Task instructions => Copy the listing from the line with "like x=147, y=700." up to and including the line with "x=374, y=76", and substitute "marker" for each "pin" while leaving everything else untouched.
========================================
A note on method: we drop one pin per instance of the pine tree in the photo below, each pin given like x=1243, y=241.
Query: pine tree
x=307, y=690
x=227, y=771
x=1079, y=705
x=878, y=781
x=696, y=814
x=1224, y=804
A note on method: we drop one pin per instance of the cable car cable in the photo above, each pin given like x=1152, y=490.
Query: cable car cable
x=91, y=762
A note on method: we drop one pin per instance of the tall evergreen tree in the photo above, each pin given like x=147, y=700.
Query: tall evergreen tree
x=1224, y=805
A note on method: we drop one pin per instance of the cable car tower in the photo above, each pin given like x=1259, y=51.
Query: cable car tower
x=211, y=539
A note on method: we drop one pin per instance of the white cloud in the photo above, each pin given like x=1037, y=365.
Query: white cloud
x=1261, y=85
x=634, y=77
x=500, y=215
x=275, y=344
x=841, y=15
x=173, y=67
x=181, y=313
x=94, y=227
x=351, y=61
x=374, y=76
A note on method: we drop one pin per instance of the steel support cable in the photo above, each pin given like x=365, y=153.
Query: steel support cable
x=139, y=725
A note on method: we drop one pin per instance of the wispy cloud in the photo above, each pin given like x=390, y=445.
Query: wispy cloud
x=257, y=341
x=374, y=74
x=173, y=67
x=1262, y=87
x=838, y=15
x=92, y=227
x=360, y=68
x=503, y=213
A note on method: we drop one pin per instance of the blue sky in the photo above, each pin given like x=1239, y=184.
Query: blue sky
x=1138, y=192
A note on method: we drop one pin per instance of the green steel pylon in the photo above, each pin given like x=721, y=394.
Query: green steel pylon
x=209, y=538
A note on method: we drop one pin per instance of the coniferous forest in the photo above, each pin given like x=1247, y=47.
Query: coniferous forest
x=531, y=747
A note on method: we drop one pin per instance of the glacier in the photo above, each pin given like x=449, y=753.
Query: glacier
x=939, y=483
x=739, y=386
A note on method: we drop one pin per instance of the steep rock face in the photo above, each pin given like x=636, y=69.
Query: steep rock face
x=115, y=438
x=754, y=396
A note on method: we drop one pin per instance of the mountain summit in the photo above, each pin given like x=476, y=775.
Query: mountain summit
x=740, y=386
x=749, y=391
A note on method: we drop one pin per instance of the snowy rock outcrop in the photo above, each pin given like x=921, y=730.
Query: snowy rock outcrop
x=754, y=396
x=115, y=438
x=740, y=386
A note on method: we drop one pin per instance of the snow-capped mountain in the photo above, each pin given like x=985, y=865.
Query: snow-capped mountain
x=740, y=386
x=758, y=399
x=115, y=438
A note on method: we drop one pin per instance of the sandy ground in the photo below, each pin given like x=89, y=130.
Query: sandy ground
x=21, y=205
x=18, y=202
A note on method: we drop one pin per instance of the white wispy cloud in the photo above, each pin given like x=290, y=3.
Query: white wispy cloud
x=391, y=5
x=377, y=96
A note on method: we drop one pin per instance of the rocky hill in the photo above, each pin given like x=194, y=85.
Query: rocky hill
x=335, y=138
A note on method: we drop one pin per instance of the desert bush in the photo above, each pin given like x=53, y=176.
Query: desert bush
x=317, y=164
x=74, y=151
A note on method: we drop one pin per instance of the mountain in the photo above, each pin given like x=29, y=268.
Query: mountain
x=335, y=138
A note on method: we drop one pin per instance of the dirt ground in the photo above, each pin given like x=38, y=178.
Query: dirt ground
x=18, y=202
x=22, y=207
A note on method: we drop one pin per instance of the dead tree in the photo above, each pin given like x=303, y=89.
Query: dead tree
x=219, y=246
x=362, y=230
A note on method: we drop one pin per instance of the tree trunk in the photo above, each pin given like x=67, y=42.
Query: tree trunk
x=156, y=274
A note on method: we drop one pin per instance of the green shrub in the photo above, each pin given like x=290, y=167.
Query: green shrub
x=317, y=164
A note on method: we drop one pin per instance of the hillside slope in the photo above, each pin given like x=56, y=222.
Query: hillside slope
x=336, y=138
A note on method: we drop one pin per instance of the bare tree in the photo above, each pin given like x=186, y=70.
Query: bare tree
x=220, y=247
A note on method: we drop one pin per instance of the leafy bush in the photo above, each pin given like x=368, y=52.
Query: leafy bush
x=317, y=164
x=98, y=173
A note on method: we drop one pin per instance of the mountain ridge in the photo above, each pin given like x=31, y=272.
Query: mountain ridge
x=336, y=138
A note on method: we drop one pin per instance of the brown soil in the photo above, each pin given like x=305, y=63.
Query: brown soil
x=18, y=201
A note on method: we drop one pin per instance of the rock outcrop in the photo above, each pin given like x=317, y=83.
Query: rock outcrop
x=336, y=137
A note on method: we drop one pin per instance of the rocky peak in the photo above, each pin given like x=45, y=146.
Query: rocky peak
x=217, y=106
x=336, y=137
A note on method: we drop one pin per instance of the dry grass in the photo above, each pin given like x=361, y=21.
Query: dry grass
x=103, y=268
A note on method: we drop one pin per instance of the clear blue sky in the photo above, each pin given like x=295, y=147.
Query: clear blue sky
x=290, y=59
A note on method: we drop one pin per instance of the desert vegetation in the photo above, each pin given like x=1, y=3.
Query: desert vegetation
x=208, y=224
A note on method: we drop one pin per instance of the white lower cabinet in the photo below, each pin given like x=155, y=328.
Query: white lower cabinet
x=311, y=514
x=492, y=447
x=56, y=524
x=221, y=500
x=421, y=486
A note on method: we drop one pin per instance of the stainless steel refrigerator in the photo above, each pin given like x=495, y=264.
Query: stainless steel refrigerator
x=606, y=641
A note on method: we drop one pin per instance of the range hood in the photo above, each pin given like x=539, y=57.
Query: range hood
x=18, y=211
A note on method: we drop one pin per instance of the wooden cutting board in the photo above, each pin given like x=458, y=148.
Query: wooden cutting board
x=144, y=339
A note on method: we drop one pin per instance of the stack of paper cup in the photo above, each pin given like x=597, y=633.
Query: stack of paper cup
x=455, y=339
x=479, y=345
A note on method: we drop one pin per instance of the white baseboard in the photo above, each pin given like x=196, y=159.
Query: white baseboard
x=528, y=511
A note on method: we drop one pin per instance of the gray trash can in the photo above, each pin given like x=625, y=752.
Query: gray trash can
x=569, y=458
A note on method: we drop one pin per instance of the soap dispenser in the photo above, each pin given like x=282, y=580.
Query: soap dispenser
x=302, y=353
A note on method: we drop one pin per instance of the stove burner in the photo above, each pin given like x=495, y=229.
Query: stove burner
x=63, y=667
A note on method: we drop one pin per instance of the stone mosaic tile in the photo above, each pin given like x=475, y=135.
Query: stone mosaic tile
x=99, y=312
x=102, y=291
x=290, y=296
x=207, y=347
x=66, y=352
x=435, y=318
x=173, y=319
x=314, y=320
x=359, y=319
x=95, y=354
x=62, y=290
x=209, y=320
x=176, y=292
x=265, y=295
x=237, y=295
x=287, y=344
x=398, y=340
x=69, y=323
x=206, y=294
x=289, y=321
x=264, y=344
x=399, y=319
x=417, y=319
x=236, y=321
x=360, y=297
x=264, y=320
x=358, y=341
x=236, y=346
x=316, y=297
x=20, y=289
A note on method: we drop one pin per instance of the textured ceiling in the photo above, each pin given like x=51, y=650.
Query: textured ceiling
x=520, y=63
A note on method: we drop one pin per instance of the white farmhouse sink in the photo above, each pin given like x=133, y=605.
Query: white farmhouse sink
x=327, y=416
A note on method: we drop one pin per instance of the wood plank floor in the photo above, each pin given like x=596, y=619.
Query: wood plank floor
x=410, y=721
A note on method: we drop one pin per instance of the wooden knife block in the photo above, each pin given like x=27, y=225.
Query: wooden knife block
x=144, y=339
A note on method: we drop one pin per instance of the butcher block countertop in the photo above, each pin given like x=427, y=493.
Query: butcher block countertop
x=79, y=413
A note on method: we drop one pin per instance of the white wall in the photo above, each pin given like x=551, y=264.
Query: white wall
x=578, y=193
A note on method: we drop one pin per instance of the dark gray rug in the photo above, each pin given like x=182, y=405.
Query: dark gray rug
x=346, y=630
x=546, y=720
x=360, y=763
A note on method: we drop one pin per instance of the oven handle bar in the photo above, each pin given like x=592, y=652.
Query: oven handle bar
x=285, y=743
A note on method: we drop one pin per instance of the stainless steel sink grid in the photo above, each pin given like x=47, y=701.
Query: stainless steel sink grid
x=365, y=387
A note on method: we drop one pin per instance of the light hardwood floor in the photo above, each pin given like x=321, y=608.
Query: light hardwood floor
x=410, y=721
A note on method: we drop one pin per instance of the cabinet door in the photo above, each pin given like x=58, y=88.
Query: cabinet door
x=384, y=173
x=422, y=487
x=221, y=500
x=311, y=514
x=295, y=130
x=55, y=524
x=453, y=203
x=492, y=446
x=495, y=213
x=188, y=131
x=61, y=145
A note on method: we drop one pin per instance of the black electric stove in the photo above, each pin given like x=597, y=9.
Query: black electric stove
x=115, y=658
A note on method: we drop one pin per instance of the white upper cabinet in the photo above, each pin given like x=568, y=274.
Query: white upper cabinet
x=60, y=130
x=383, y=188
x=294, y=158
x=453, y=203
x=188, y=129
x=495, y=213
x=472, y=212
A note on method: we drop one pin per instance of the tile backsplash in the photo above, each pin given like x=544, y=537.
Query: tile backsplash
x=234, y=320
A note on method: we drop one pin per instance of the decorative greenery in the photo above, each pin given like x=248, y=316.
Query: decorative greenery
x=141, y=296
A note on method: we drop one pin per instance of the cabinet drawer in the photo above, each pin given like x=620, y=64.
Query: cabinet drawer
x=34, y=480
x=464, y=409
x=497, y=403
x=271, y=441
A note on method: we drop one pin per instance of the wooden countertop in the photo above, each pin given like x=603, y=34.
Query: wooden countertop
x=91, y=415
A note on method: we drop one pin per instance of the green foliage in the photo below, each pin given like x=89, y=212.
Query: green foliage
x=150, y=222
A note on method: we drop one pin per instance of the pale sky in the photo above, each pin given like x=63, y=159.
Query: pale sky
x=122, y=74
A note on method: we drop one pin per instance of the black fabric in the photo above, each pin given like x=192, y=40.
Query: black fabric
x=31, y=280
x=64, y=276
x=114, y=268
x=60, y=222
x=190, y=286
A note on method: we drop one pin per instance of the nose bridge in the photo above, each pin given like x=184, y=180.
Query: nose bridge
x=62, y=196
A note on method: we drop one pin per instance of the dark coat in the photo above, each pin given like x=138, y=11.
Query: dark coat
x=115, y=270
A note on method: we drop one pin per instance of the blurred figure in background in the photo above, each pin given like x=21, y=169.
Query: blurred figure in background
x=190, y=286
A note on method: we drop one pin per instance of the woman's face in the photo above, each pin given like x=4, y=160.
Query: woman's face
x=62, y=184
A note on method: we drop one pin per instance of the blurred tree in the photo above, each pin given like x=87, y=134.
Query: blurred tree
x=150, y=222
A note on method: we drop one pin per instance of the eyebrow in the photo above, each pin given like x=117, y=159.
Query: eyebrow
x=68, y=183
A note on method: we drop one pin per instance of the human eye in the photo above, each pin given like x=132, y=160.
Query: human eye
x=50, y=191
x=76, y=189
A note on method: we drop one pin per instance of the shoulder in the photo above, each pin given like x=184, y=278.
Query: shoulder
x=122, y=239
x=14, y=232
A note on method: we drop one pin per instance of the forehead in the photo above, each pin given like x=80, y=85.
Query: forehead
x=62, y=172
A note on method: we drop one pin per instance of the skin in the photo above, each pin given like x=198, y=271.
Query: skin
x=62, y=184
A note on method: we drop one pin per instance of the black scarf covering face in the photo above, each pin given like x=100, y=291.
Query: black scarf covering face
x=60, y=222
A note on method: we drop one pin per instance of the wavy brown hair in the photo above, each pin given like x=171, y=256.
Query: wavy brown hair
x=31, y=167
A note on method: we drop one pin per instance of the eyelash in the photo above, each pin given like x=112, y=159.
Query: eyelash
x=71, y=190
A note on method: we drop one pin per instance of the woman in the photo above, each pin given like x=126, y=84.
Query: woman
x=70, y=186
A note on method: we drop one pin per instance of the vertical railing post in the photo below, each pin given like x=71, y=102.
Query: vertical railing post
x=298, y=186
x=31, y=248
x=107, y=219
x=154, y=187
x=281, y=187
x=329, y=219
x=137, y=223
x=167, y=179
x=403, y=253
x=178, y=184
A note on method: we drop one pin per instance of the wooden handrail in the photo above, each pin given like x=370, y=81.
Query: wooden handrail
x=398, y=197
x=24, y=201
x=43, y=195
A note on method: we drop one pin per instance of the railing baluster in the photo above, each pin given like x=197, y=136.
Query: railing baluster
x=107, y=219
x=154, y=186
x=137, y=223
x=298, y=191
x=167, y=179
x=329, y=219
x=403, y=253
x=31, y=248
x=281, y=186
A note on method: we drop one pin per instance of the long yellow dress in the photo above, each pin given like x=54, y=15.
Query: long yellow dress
========================================
Completed exercise =>
A note on method: we drop one marker per instance of the tall evergreen tree in the photo above, each marker given like x=147, y=700.
Query: tall evergreen tree
x=1224, y=805
A note on method: we drop one marker per instance of the cable car tower in the photo above, each marker given like x=1259, y=51.
Query: cable car tower
x=211, y=539
A note on method: we drop one marker per instance of the white cloud in the photo above, each marker given like x=1037, y=365.
Query: white cloud
x=1261, y=85
x=634, y=77
x=500, y=215
x=275, y=344
x=841, y=15
x=173, y=67
x=181, y=313
x=94, y=227
x=351, y=61
x=374, y=76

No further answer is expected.